Problem requirements:
Please return each line of the listing exactly as given.

Materials provided:
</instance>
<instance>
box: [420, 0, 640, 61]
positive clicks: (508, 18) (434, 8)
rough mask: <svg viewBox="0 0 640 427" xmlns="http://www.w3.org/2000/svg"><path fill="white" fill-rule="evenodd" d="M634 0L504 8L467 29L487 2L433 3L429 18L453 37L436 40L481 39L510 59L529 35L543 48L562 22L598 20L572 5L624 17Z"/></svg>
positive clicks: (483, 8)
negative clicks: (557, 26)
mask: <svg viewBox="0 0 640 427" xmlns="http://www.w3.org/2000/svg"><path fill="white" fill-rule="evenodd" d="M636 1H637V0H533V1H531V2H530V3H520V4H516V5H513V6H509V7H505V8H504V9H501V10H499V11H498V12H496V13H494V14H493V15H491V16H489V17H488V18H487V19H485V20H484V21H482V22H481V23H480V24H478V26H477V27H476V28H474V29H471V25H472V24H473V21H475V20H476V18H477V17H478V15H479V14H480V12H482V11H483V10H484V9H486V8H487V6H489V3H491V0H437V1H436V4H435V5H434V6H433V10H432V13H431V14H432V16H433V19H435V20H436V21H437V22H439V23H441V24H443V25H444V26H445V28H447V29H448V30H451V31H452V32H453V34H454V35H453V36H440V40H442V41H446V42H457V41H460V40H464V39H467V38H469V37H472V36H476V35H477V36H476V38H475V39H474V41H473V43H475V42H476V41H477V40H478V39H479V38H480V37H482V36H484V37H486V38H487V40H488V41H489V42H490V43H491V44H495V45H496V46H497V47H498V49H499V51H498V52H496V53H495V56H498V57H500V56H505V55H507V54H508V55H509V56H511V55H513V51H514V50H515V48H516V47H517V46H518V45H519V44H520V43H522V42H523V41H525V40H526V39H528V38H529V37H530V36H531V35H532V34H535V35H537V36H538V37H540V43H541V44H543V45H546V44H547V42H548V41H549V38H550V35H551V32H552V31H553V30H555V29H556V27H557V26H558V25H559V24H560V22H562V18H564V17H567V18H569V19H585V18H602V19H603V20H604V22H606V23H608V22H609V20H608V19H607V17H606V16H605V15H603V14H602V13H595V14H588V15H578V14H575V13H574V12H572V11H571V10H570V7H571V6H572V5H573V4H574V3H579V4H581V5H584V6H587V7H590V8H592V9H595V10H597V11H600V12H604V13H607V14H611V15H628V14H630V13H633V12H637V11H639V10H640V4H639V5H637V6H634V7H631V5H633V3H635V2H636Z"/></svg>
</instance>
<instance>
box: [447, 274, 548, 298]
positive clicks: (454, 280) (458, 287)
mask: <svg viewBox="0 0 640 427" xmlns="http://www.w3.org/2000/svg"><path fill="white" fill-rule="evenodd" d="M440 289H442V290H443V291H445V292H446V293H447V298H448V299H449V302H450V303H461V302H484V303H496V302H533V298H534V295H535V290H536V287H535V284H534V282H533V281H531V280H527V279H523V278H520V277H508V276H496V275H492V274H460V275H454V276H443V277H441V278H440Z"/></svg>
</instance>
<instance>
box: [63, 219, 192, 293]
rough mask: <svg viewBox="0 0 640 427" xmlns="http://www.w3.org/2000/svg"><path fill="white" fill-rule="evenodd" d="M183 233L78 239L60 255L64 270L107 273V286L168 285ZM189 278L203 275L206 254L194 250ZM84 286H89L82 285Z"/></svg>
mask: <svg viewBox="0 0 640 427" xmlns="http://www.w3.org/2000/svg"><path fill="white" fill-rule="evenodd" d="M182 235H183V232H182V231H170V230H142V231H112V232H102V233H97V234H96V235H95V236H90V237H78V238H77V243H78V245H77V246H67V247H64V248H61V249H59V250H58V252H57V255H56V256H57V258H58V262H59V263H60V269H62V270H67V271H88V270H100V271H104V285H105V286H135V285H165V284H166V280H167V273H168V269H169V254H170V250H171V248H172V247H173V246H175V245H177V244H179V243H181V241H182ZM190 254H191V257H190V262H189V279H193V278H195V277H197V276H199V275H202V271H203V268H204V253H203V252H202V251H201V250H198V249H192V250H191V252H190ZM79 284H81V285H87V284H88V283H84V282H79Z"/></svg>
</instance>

The completed task:
</instance>
<instance>
box: [420, 0, 640, 61]
positive clicks: (508, 18) (434, 8)
rough mask: <svg viewBox="0 0 640 427" xmlns="http://www.w3.org/2000/svg"><path fill="white" fill-rule="evenodd" d="M634 0L504 8L467 29L487 2L433 3L429 18L453 37L436 40L481 39L510 59L529 35L543 48L562 22L598 20L572 5L624 17Z"/></svg>
positive clicks: (483, 8)
negative clicks: (557, 26)
mask: <svg viewBox="0 0 640 427" xmlns="http://www.w3.org/2000/svg"><path fill="white" fill-rule="evenodd" d="M636 1H637V0H533V1H531V2H530V3H520V4H516V5H513V6H509V7H505V8H504V9H501V10H499V11H498V12H496V13H494V14H493V15H491V16H489V17H488V18H487V19H485V20H484V21H482V22H481V23H480V24H478V26H477V27H476V28H474V29H471V25H472V24H473V21H475V20H476V18H477V17H478V15H479V14H480V12H482V11H483V10H484V9H486V8H487V6H489V3H491V0H437V1H436V4H435V5H434V6H433V10H432V13H431V14H432V16H433V19H435V20H436V21H437V22H439V23H441V24H443V25H444V26H445V28H447V29H448V30H451V31H452V32H453V34H454V35H453V36H440V40H442V41H446V42H457V41H460V40H464V39H467V38H469V37H472V36H476V35H477V36H476V38H475V39H474V41H473V43H475V42H476V41H477V40H478V39H479V38H480V37H482V36H484V37H486V38H487V40H488V41H489V42H490V43H491V44H495V45H496V46H497V47H498V49H499V51H498V52H496V53H495V56H498V57H500V56H505V55H507V54H508V55H509V56H511V55H513V51H514V50H515V48H516V47H517V46H518V45H519V44H520V43H522V42H523V41H525V40H526V39H528V38H529V37H530V36H531V35H532V34H535V35H537V36H538V37H540V43H541V44H543V45H546V44H547V42H548V41H549V38H550V35H551V32H552V31H553V30H555V29H556V27H557V26H558V25H559V24H560V22H562V18H564V17H567V18H569V19H585V18H602V19H603V20H604V22H606V23H608V22H609V20H608V19H607V17H606V16H605V15H603V14H602V13H595V14H588V15H578V14H575V13H574V12H572V11H571V10H570V7H571V6H572V5H573V4H574V3H579V4H581V5H584V6H587V7H590V8H592V9H595V10H597V11H600V12H604V13H607V14H611V15H628V14H630V13H633V12H637V11H639V10H640V4H639V5H637V6H634V7H631V5H633V3H635V2H636Z"/></svg>
</instance>
<instance>
box: [447, 274, 548, 298]
positive clicks: (454, 280) (458, 287)
mask: <svg viewBox="0 0 640 427" xmlns="http://www.w3.org/2000/svg"><path fill="white" fill-rule="evenodd" d="M440 289H442V290H443V291H445V292H446V293H447V298H448V299H449V302H450V303H461V302H484V303H496V302H533V298H534V295H535V290H536V287H535V284H534V282H533V281H531V280H527V279H523V278H520V277H508V276H496V275H492V274H460V275H454V276H443V277H441V278H440Z"/></svg>
</instance>
<instance>
box: [63, 219, 192, 293]
rough mask: <svg viewBox="0 0 640 427" xmlns="http://www.w3.org/2000/svg"><path fill="white" fill-rule="evenodd" d="M183 233L78 239L60 255L64 270L107 273V286L168 285ZM189 278L203 275L206 254L194 250ZM84 286H89L82 285Z"/></svg>
mask: <svg viewBox="0 0 640 427" xmlns="http://www.w3.org/2000/svg"><path fill="white" fill-rule="evenodd" d="M182 235H183V232H182V231H170V230H142V231H112V232H102V233H97V234H96V235H95V236H90V237H78V238H77V243H78V245H77V246H67V247H64V248H61V249H59V250H58V252H57V255H56V256H57V258H58V262H59V263H60V269H62V270H67V271H88V270H100V271H104V285H105V286H135V285H165V284H166V280H167V273H168V269H169V254H170V250H171V248H172V247H173V246H175V245H177V244H179V243H181V241H182ZM190 254H191V257H190V262H189V279H193V278H195V277H197V276H199V275H202V271H203V268H204V253H203V252H202V251H201V250H198V249H192V250H191V252H190ZM79 284H81V285H87V284H88V283H84V282H79Z"/></svg>
</instance>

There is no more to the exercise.